Exercise description> Transcribe each record exactly; skip any picture.

Image-grounded pointing data>
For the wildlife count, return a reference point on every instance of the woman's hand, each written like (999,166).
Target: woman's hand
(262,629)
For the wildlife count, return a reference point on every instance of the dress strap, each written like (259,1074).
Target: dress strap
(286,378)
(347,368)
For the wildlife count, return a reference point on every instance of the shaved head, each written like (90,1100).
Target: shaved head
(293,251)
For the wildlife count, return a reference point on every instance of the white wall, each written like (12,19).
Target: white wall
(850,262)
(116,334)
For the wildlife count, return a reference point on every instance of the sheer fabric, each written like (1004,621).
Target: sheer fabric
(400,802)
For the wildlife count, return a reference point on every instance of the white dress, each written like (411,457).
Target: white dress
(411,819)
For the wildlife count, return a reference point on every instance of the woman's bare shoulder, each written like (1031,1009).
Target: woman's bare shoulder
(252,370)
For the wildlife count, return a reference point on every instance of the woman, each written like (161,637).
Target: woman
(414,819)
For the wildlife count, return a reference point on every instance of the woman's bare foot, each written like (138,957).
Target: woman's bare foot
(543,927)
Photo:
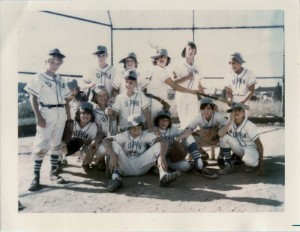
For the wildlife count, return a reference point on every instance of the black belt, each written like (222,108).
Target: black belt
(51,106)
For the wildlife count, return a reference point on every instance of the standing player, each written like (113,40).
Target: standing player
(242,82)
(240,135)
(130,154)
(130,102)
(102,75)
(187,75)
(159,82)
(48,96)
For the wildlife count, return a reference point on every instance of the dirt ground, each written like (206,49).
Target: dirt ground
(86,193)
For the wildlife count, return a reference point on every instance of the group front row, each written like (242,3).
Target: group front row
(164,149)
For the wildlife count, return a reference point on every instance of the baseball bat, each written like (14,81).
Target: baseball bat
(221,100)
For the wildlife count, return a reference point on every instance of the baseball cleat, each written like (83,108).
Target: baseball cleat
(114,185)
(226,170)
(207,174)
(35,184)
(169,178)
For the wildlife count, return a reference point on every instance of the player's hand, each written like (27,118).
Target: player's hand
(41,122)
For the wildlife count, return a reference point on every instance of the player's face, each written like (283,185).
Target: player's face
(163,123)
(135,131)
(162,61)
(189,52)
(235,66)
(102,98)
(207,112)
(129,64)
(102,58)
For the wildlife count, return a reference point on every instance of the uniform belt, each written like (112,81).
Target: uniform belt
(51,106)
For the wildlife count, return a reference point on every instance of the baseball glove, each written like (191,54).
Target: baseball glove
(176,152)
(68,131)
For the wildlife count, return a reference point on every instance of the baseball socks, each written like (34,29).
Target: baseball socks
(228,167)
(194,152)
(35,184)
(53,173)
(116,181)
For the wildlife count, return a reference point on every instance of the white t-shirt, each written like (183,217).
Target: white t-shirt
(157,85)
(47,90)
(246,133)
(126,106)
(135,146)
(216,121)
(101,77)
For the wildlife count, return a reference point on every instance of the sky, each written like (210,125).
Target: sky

Answer section>
For the wildlife count, return a reference point on every instance of the woman's hand, each written like (999,166).
Target: woman's hand
(262,629)
For the wildlife count, return a reference point on every instance of the dress strap, each written like (259,1074).
Target: dress strap
(286,378)
(347,368)
For the wildlife count, return a reference point on every instance of the shaved head, each written like (90,1100).
Target: shaved head
(293,251)
For the wildlife count, return a reference point on every instance of the white wall, each written like (12,19).
Target: white wall
(850,262)
(116,334)
For the wildlife count, return a reference point on every instance of the sheer fabric, each written like (1004,621).
Target: sheer fabric
(400,802)
For the wildlife count, return a reference point on every instance of the white dress, each written like (411,457).
Target: white dress
(411,819)
For the wildlife count, return a reference point on every instance of the woman's bare shoulder, each written like (1031,1009).
Target: woman's bare shoulder
(252,370)
For the wildlife count, return a reference point on every instance of the woman, each written like (161,637).
Target: woman
(414,819)
For the wildlife count, return a reference point on every instance of the woman's bare foot, each written like (138,957).
Target: woman's bare foot
(543,927)
Photo:
For the wildlife count, return a reference point on every instance of the black belt, each written like (222,108).
Target: black belt
(51,106)
For the wildlife count, return a reference point on every instance of the standing player, each written like (113,40).
Target: standing player
(242,82)
(240,135)
(130,154)
(130,102)
(102,75)
(187,75)
(159,82)
(48,96)
For the wildlife count, return a reference point on every instance of the dirt ground, each written like (206,49).
Target: dirt ground
(86,193)
For the wildlife count, return a reference point on every instance of the group front row, each written like (242,3).
Target: group front row
(164,149)
For the wildlife count, return a reference point on every instance of the baseball bat, each written like (14,81).
Target: baseball bat
(221,100)
For the wildlife count, return a reference point on every instance of the baseball cleat, each written like (83,108).
Target: baseball cleat
(114,185)
(226,170)
(207,174)
(35,184)
(169,178)
For the wildlife count, return a reference point on every instance of the player's hand, each written like (27,118).
Target: player's hand
(41,122)
For the wildlife count, return a reference point on every instance of the player's face, each written like (283,185).
Target: player's face
(163,123)
(135,131)
(162,61)
(189,52)
(235,66)
(102,98)
(207,112)
(129,64)
(102,58)
For the wildlife count, return a reference point on every instance of the uniform belt, each written like (112,81).
Target: uniform belt
(51,106)
For the wildlife count, return a reference point on every instance of the baseball glove, each written like (191,54).
Target: baseball glove
(176,152)
(68,131)
For the wildlife count, return a reference point on every instance of the baseball socks, each written like (34,29).
Target: baseball socks
(228,167)
(194,152)
(35,184)
(53,173)
(116,181)
For the wildlife count, return a reference point on every instance of the white t-shirt, each written like (183,217).
Target: white t-shirt
(157,85)
(47,90)
(246,133)
(126,106)
(135,146)
(216,121)
(101,77)
For the wildlife count, return a reference point on every instance of the sky, each written like (210,125).
Target: sky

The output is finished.